**WHAT YOU SHOULD DO**
From the entries that follow, list every line in which the string "eyelash" appears.
---------------
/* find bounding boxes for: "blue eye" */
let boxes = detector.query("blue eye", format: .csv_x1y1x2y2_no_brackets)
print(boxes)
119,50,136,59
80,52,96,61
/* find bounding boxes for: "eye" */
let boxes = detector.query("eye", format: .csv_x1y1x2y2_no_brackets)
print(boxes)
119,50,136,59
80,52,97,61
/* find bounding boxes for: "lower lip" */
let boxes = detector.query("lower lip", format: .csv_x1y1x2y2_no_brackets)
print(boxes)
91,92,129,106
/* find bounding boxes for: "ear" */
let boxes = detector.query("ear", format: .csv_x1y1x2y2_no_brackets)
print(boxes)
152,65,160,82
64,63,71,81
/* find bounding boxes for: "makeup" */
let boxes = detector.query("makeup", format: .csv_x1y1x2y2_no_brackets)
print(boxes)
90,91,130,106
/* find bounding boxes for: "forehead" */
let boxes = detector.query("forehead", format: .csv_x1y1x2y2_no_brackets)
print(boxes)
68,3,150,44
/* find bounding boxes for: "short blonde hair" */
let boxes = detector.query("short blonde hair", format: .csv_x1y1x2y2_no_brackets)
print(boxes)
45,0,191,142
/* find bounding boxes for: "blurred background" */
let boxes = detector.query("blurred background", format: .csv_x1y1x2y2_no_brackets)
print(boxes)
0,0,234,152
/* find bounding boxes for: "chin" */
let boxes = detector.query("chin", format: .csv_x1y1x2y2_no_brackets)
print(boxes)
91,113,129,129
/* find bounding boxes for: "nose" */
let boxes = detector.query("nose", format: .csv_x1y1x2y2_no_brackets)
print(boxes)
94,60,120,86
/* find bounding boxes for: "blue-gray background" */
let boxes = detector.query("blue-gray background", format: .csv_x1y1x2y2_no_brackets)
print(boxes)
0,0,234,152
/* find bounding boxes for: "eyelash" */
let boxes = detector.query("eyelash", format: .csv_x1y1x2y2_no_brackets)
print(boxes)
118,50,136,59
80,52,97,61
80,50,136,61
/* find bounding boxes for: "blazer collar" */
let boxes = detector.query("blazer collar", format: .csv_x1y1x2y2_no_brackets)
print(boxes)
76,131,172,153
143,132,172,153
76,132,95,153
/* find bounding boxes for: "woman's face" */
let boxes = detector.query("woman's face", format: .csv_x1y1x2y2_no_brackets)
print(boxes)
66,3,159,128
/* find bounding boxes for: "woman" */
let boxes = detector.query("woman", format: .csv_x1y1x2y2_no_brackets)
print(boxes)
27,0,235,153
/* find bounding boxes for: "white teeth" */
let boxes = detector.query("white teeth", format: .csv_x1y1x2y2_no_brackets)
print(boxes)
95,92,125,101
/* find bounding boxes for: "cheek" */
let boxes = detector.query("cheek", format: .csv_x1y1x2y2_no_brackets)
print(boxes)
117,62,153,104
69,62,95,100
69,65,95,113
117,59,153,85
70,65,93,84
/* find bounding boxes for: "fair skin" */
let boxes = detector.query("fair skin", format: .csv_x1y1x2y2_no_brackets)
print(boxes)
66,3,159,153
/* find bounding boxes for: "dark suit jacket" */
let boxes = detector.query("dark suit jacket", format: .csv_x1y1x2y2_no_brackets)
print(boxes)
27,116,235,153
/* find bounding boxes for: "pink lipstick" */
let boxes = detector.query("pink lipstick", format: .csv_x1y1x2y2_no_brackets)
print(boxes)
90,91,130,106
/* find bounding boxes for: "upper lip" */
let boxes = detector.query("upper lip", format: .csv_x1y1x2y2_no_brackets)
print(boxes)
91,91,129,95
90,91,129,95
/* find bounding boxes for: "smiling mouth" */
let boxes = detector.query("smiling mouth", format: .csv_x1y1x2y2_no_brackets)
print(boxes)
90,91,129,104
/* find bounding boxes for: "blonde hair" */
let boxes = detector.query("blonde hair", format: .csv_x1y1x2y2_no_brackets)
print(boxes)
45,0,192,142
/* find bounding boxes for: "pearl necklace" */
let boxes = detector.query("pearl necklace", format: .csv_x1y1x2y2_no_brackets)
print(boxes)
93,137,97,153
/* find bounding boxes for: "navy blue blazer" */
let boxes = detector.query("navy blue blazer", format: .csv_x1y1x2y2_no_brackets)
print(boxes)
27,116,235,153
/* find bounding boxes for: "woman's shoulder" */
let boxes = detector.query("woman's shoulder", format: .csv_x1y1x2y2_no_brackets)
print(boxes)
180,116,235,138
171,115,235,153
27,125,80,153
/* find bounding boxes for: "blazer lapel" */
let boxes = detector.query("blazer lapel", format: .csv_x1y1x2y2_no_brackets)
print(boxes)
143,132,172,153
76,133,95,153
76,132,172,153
---------------
**RESPONSE AREA**
/* find bounding boxes for: "eyelash" */
let boxes = detector.query("eyelash", format: .csv_x1y1x2y2_no_brackets)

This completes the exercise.